**Çalışma Konuları:**
1 > Belge bölümüne göre "O değil de" söz öbeği hangi filmden alınmış bir repliktir?
2 > Belge bölümünde "Gelecek için endişelenme, her" sözlerini içeren yerle açılıp "eden an şu an." ile kapanan kısmı harfi harfine yazıya geçiriniz.

**Belge Bölümü:**
◆ ◆ ◆ ◆
Geçmişe takılma, olan oldu, hem zaten sevilmiş popişkonun davası olmaz.
Gelecek için endişelenme, her an her şey olabilir, bakınız Lady Diana. Hem kim derdi ki seninle birgün ayrılacağız? veasire.
Evet tek odaklanılması icap eden an şu an. 
Vay be 25 yıl sonra yapabiliyorum.
Şimdiki Zamanın Gücü Adına!
Güç bende artıkkkkkkk!
Kill Bill ya da Death Proof'taki savaşçı kadınlardan biriyim artık. 
Vildan Abla, olmuş mu gı?
...
Dikkatinizi çekti mi bilmem ama "O değil de" söz öbeğini yazılarımda kullanmaya başladım. Bu söz Tüm Zamanların En iyi 10 ya da 20 Türkiye Filmi Listesinde deniz manzaralı bir dairesi olan Vavien adlı, şaka gibi insan Engin Günaydın'ın yazıp oynadığı filmden bir replik. Engin Günaydın, aşık olduğu pavyon şarkıcısı kadınla konuşurken loser'lık (kaybeden) mertebisinin en tepesine çıkıyor ve her cümleye ezik büzük "O değil de" diyerek başlıyordu.*

(Bu bilgiyi sizinle paylaşmış olmanın haklı rahatlığı içimde) O değil de esas ben geçen ne yaptım? Kahve Kavurma ustası Ömer Kavur Cihangir'e kahve sevkiyatına giderken ben de atladım arabaya Asmalımescit'teki insomnia hastalığından muzdarip mizah dergisine gittim. Yolda sekreter kızla konuştum telefonda, "Bugün yoğunlar, derginin yeni sayısı için çalışıyorlar ama gelin yazılarınızı bırakın bana" dedi.
◆ ◆ ◆ ◆
**Verilen Bilgiler:**
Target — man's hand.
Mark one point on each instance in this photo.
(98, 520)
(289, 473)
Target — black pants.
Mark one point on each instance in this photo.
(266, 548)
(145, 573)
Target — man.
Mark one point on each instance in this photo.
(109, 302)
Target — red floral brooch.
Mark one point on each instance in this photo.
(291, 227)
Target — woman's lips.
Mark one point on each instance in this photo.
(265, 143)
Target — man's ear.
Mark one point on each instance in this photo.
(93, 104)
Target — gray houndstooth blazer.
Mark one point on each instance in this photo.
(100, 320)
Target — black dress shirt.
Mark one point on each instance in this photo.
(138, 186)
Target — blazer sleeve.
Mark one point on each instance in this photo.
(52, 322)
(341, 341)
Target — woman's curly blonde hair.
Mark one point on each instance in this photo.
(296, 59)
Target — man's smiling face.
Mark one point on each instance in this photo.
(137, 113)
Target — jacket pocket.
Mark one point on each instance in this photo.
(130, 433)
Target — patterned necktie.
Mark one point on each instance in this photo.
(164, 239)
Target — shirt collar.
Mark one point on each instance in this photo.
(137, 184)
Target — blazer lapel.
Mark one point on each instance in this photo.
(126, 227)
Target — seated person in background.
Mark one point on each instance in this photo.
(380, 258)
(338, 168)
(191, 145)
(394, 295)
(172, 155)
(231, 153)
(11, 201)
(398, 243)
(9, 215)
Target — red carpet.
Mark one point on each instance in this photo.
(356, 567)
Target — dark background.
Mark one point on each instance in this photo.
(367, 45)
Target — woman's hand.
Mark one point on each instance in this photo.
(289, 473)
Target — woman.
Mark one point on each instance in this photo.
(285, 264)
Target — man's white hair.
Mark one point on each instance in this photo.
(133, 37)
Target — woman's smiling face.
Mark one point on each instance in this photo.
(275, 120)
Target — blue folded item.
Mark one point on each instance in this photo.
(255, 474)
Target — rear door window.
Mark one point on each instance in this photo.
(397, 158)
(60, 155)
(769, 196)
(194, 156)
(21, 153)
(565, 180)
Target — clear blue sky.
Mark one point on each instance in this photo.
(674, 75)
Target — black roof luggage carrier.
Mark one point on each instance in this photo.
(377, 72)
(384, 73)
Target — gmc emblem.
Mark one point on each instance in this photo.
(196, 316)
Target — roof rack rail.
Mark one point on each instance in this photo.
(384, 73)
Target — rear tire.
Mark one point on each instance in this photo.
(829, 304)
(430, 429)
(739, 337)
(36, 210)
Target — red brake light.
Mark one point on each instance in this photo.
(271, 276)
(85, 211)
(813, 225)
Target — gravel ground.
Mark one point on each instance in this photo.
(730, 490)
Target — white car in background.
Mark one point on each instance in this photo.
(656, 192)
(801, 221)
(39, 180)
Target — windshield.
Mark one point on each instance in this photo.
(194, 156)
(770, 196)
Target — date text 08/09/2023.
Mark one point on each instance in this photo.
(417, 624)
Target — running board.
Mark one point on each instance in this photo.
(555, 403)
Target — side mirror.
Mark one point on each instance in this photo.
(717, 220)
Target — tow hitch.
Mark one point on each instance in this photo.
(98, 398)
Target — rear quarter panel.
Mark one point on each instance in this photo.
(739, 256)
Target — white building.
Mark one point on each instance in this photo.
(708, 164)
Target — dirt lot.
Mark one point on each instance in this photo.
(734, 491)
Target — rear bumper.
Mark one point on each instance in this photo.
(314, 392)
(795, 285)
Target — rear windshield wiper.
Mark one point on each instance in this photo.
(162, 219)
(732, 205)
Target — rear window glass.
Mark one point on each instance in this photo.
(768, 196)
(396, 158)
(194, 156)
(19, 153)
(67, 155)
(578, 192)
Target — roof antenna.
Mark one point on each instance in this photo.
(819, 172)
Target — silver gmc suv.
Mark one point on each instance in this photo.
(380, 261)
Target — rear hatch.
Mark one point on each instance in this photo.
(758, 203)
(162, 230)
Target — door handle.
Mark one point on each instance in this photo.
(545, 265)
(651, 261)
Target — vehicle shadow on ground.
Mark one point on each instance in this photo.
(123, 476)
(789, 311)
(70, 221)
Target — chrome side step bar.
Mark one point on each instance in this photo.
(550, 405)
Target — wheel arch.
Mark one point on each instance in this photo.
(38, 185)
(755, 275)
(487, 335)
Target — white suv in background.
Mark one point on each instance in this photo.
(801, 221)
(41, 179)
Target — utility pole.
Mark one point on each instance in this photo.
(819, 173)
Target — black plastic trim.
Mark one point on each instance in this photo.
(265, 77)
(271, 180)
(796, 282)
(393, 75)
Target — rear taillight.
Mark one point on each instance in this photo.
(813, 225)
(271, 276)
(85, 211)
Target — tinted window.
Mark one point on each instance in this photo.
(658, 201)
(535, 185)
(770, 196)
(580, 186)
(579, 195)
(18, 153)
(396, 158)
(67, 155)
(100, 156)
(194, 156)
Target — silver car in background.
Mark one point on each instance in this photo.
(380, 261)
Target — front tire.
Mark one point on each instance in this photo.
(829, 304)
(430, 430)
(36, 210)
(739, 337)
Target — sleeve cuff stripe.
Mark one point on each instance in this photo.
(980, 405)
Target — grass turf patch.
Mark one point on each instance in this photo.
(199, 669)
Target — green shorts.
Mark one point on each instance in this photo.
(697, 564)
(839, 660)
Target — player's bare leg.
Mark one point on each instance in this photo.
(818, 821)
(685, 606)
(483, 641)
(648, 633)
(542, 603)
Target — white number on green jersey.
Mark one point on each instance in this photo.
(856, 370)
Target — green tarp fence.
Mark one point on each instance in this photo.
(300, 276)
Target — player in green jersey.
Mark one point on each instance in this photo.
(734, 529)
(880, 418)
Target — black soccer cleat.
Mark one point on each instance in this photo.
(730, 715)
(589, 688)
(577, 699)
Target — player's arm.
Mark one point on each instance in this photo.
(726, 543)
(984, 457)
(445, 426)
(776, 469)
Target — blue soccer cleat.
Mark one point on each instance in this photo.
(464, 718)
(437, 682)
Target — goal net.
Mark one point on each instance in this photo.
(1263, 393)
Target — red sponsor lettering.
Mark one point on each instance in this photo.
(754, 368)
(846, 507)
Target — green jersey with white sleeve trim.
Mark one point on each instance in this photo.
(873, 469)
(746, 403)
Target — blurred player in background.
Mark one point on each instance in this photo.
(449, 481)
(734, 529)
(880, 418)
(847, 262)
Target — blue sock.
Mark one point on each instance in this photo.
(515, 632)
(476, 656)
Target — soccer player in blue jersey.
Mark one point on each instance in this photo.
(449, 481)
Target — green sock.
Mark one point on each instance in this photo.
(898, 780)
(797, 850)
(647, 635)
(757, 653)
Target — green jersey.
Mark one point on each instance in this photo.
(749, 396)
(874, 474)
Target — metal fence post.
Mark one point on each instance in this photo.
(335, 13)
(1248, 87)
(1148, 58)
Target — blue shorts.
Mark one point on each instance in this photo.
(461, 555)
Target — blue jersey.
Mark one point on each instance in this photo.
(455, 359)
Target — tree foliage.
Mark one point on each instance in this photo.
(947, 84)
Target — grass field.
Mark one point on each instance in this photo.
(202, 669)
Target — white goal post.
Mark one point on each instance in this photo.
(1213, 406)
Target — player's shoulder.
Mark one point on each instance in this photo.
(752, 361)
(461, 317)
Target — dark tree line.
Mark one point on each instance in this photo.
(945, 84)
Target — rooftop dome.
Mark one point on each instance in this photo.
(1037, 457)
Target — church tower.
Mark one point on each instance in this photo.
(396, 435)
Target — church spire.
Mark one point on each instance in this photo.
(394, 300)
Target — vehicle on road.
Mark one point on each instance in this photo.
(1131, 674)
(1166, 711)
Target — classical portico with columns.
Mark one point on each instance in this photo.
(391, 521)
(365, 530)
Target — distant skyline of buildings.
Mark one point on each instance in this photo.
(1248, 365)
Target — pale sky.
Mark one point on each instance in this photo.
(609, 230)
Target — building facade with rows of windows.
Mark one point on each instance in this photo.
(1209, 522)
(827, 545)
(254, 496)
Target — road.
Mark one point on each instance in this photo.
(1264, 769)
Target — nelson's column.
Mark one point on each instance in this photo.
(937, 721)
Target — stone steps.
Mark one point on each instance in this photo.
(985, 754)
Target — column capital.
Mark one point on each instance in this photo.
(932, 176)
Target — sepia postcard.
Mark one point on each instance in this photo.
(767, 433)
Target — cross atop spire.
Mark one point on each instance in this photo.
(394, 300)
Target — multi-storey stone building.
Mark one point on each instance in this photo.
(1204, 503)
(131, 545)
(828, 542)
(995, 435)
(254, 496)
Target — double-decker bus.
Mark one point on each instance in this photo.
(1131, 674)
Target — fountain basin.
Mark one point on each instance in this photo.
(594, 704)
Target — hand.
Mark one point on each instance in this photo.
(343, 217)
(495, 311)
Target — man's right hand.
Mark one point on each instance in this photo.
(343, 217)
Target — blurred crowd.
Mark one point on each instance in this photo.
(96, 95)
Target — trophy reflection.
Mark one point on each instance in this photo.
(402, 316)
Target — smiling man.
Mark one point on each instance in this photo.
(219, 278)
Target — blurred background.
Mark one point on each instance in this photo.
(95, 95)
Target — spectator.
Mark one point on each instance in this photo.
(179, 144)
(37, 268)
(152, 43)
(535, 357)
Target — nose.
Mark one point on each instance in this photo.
◆ ◆ ◆ ◆
**Eksiksiz Yanıtlar:**
1 > Engin Günaydın'ın yazıp oynadığı Vavien adlı filmden.

2 >
Gelecek için endişelenme, her an her şey olabilir, bakınız Lady Diana. Hem kim derdi ki seninle birgün ayrılacağız? veasire.
Evet tek odaklanılması icap eden an şu an.